Aim: List every phase change material that the solar still highlights compare.

Excerpted passage:
++++++++++

Theoretical modeling of a glass-cooled solar still incorporating PCM and coupled to flat plate solar collector

https://doi.org/10.1016/j.est.2020.101372Get rights and content

Highlights

  • Theoretical modeling of glass cooled solar still (SC) unit having solar collector (SCC) and PCM (SCCP) was performed.

  • The effects of controllable and uncontrollable parameters on the unit efficiency and performance were investigated.

  • The addition of external collector and PCM increased the productivity by a factor of 2.4.

  • The optimum basin water: PCM mass ratio was found to be 2:1.

  • Among sodium acetate trihydrate (SAT), sodium thiosulfate pentahydrate, and paraffin wax PCMs, SAT was found the best.

++++++++++

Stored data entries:
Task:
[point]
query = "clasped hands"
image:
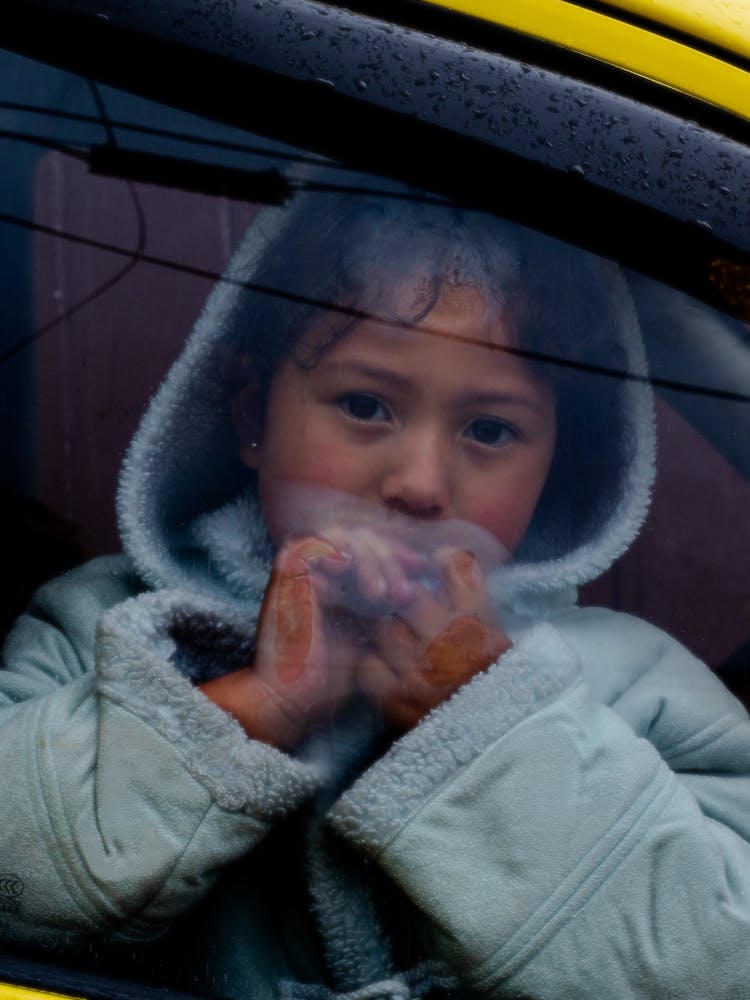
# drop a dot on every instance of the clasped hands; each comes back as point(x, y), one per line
point(358, 609)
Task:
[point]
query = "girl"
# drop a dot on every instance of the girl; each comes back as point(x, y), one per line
point(343, 653)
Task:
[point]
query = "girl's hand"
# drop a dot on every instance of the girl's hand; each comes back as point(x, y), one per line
point(372, 572)
point(304, 662)
point(424, 654)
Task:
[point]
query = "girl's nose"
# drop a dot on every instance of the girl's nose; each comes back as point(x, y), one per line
point(416, 480)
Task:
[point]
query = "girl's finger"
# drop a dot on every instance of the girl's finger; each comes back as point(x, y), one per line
point(426, 613)
point(463, 583)
point(376, 678)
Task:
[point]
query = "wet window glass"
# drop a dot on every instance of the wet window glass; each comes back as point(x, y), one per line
point(375, 584)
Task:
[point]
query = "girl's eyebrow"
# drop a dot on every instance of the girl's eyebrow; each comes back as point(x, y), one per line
point(472, 397)
point(368, 371)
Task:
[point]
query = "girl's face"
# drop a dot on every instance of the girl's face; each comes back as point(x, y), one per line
point(435, 421)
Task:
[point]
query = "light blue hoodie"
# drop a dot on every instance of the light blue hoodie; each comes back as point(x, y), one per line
point(574, 822)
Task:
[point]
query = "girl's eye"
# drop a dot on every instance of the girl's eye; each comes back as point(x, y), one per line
point(491, 431)
point(362, 406)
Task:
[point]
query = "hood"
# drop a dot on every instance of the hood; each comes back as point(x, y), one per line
point(187, 509)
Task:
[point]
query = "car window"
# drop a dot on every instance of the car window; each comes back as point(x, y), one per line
point(343, 439)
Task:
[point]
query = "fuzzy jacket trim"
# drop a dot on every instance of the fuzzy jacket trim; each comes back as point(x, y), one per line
point(134, 647)
point(530, 675)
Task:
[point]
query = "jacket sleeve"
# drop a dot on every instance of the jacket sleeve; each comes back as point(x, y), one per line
point(561, 846)
point(124, 790)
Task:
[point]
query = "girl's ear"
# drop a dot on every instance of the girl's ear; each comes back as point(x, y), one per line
point(245, 410)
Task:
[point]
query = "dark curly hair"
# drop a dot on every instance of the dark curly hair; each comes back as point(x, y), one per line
point(345, 257)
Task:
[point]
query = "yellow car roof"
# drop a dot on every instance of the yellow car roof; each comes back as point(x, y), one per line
point(696, 47)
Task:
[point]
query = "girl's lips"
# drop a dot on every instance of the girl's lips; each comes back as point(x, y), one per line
point(308, 509)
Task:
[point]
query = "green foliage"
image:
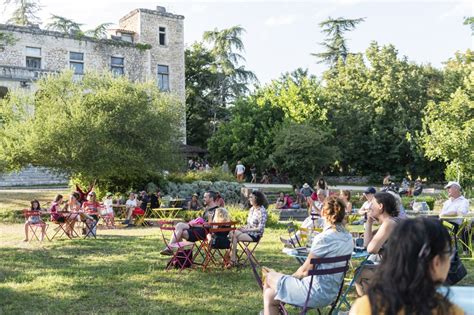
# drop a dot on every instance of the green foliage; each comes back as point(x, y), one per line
point(215, 78)
point(24, 12)
point(102, 128)
point(230, 191)
point(215, 174)
point(303, 150)
point(335, 44)
point(64, 25)
point(448, 133)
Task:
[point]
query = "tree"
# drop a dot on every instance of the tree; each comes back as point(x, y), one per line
point(335, 44)
point(102, 127)
point(303, 151)
point(377, 109)
point(201, 97)
point(64, 25)
point(233, 78)
point(99, 32)
point(448, 126)
point(24, 12)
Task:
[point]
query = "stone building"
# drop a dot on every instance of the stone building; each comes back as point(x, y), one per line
point(147, 45)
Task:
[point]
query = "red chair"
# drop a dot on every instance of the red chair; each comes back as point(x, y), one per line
point(33, 227)
point(218, 249)
point(315, 262)
point(182, 256)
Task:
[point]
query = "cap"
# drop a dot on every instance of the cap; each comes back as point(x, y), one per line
point(452, 183)
point(370, 190)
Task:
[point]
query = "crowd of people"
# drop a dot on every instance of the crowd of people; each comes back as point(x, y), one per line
point(383, 285)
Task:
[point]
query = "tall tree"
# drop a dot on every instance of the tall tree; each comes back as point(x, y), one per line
point(24, 12)
point(99, 32)
point(233, 79)
point(62, 24)
point(335, 44)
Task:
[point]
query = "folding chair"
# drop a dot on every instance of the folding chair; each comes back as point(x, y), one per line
point(182, 251)
point(315, 262)
point(33, 227)
point(248, 251)
point(214, 250)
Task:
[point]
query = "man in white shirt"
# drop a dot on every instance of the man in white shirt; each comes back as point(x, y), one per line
point(239, 171)
point(455, 206)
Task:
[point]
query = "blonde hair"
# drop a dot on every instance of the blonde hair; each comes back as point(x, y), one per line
point(221, 215)
point(334, 210)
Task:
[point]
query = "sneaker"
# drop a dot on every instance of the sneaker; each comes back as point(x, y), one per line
point(167, 252)
point(286, 242)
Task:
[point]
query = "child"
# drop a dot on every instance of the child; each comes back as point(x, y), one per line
point(35, 219)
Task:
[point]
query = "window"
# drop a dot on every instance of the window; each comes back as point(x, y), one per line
point(163, 78)
point(127, 38)
point(116, 65)
point(76, 62)
point(162, 36)
point(33, 57)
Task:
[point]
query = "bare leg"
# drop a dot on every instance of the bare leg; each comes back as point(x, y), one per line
point(26, 231)
point(236, 237)
point(270, 305)
point(180, 232)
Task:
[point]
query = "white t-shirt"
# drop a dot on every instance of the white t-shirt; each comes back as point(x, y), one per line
point(131, 203)
point(457, 207)
point(240, 169)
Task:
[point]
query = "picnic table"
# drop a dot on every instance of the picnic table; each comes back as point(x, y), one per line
point(165, 213)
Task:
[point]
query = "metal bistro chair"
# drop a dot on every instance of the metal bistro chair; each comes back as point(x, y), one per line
point(315, 262)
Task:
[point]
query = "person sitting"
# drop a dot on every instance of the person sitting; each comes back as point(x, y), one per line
point(334, 241)
point(155, 199)
point(194, 233)
point(220, 200)
point(345, 195)
point(256, 220)
point(35, 219)
point(108, 213)
point(284, 201)
point(194, 203)
point(456, 206)
point(313, 220)
point(384, 210)
point(416, 262)
point(90, 206)
point(220, 239)
point(132, 209)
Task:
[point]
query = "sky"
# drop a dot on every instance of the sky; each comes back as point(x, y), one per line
point(281, 35)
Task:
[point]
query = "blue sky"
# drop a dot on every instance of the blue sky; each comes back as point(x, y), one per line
point(282, 34)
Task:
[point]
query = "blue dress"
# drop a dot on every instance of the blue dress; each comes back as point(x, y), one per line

++++++++++

Exercise answer:
- Sodium acetate trihydrate (SAT)
- Sodium thiosulfate pentahydrate
- Paraffin wax